• _Problem to solve_:
Retype every line of the listing below so each copy matches the original character for character.

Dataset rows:
──────

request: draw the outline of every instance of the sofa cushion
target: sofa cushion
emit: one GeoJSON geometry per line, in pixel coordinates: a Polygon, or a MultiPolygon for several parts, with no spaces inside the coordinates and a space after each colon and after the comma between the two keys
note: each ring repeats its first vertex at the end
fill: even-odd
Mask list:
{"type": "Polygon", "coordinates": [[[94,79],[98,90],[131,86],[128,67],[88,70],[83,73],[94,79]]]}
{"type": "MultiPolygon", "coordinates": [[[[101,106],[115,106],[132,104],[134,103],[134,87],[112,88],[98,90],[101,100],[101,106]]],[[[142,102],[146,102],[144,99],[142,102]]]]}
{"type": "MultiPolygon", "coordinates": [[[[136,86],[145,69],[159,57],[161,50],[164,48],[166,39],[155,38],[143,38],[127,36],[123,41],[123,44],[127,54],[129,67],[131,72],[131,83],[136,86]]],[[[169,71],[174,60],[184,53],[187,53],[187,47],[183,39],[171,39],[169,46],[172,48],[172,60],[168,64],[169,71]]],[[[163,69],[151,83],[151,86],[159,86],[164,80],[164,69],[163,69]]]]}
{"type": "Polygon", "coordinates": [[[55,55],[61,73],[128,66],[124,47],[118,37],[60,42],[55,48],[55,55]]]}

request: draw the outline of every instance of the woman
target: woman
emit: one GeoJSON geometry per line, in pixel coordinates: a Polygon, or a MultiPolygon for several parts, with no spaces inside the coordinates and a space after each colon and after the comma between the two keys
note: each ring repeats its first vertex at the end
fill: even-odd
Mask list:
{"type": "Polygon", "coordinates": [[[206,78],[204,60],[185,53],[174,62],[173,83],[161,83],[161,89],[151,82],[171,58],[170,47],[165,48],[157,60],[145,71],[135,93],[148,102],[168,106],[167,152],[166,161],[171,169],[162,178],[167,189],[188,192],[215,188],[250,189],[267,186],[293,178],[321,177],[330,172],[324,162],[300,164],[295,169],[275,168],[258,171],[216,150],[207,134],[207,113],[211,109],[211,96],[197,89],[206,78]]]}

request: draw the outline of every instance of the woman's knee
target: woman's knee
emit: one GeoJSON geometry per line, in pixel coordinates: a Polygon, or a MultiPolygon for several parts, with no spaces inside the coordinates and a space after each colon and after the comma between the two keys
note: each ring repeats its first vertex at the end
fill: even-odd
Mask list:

──────

• _Answer below_:
request: draw the outline of every instance of the sofa cushion
target: sofa cushion
emit: one GeoJSON geometry per line, in pixel coordinates: a Polygon, or a MultiPolygon for several parts, with no spaces inside the coordinates and a space after each colon and after the comma between the two keys
note: each ring repeats its first vertex at the end
fill: even-odd
Mask list:
{"type": "Polygon", "coordinates": [[[94,79],[98,90],[131,86],[128,67],[88,70],[83,73],[94,79]]]}
{"type": "MultiPolygon", "coordinates": [[[[101,106],[115,106],[132,104],[134,103],[134,87],[112,88],[98,90],[101,100],[101,106]]],[[[142,102],[146,102],[144,99],[142,102]]]]}
{"type": "MultiPolygon", "coordinates": [[[[136,86],[145,69],[159,57],[161,50],[164,48],[166,39],[155,38],[143,38],[127,36],[123,41],[123,44],[127,54],[129,67],[131,72],[131,83],[136,86]]],[[[169,71],[174,60],[184,53],[187,53],[187,47],[183,39],[171,39],[169,46],[172,48],[172,60],[168,64],[169,71]]],[[[163,69],[151,83],[151,86],[159,86],[164,80],[164,69],[163,69]]]]}
{"type": "Polygon", "coordinates": [[[55,55],[61,73],[128,66],[124,47],[118,37],[60,42],[55,48],[55,55]]]}

request: draw the outline of every instance of the woman
target: woman
emit: one GeoJSON geometry per line, in pixel coordinates: a Polygon, or a MultiPolygon for several parts, with no spaces inside the coordinates and a space after each colon and after the comma between the two keys
note: each ring repeats its first vertex at the end
fill: even-odd
Mask list:
{"type": "Polygon", "coordinates": [[[206,78],[204,60],[185,53],[174,62],[173,83],[161,83],[161,89],[151,82],[171,58],[170,47],[165,48],[157,60],[145,71],[135,93],[148,102],[168,106],[167,152],[166,161],[171,169],[162,178],[167,189],[188,192],[215,188],[250,189],[267,186],[293,178],[321,177],[330,172],[324,162],[300,164],[295,169],[275,168],[258,171],[216,150],[207,134],[207,113],[211,109],[211,96],[197,89],[206,78]]]}

request: draw the outline of every instance of the woman's knee
target: woman's knee
emit: one GeoJSON geometry per line, in pixel coordinates: a Polygon, or a MultiPolygon for several parts, with no spaces inside the coordinates and a space after each colon and after the comma between the two keys
note: each ring repeats its first vertex at the end
fill: even-odd
Mask list:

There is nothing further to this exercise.